■ **Reto**
Prosigue el texto sobre el entendimiento político tras las elecciones del 26-J a partir de su última frase.

Las elecciones del 26-J han puesto de manifiesto un escenario político en el que el entendimiento será el gran protagonista. Se consolida el pluralismo sin opciones mayoritarias y se afianza la idea de que son necesarios cambios y transformaciones de calado en nuestro sistema político, económico y social. No para volver a fórmulas periclitadas o que la experiencia universal ha demostrado fracasadas sino para encarar reformas que mejoren la participación ciudadana y fortalezcan los principios sobre los que se apoya el sistema democrático: juridicidad, reconocimiento de los derechos fundamentales, individuales y sociales, de la persona, separación real de los poderes, sensibilidad social y participación.
Ahora tenemos ante nosotros, dada la práctica ingobernabilidad del país, la oportunidad de leer la voluntad quienes han participado en los comicios y de quienes se han abstenido, e iniciar un período de entendimiento entre todos los partidos a la búsqueda de esos cambios y transformaciones que precisamos.
El común denominador de la vida política ha de ser, ciertamente, el acuerdo, el diálogo, el acercamiento de posiciones, máxime cuándo de resolver problemas que afectan al conjunto de la ciudadanía se trata. Es más, sin acuerdos fundamentales y profundos es bien difícil sentar las bases de un sistema genuinamente democrático. Hoy, entre nosotros tenemos asuntos de gran envergadura política y social que bien merecerían el intento del acuerdo y el entendimiento al margen de cálculos o intereses partidarios.

■ **Material**
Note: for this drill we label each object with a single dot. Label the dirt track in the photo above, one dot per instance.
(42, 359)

■ **Resultado de la tarea**
Subrayar el carácter fundante o constituyente del acuerdo para la vida política no significa, ni mucho menos, que la actividad política se reduzca a los consensos. Este planteamiento, propio de versiones ingenuas de lo que es la política, permite llamar la atención sobre algo que me parece fundamental cuándo se trata de reflexionar sobre la funcionalidad de los acuerdos, del diálogo, en la vida democrática. Me refiero a que el acuerdo, el pacto o el consenso constituyen un momento del diálogo, no su estado ideal ni su conclusión. Lo realmente esencial es dialogar para intentar solucionar los problemas reales pensando en los derechos de los personas, pensando realmente en las condiciones de vida de los ciudadanos, en lo mejor para la comunidad en una palabra.
Ciertamente, el consenso, el acuerdo, son una etapa del diálogo, como también lo son el disenso, la divergencia, la discusión, la desavenencia o la recuperación, si es el caso, de la concordia. Todas ellas son fases del diálogo igualmente valiosas. Pero lo fundamental, lo capital, lo principal, no es que los interlocutores se pongan siempre de acuerdo en todo y para todo, lo que es imposible muchas veces, o la mayoría, por obvias razones, sino que respeten y tengan permanentemente presente el presupuesto metapolítico que hace posible el diálogo, que los convierte en interlocutores, en conciudadanos: la dignidad de la persona y sus derechos fundamentales.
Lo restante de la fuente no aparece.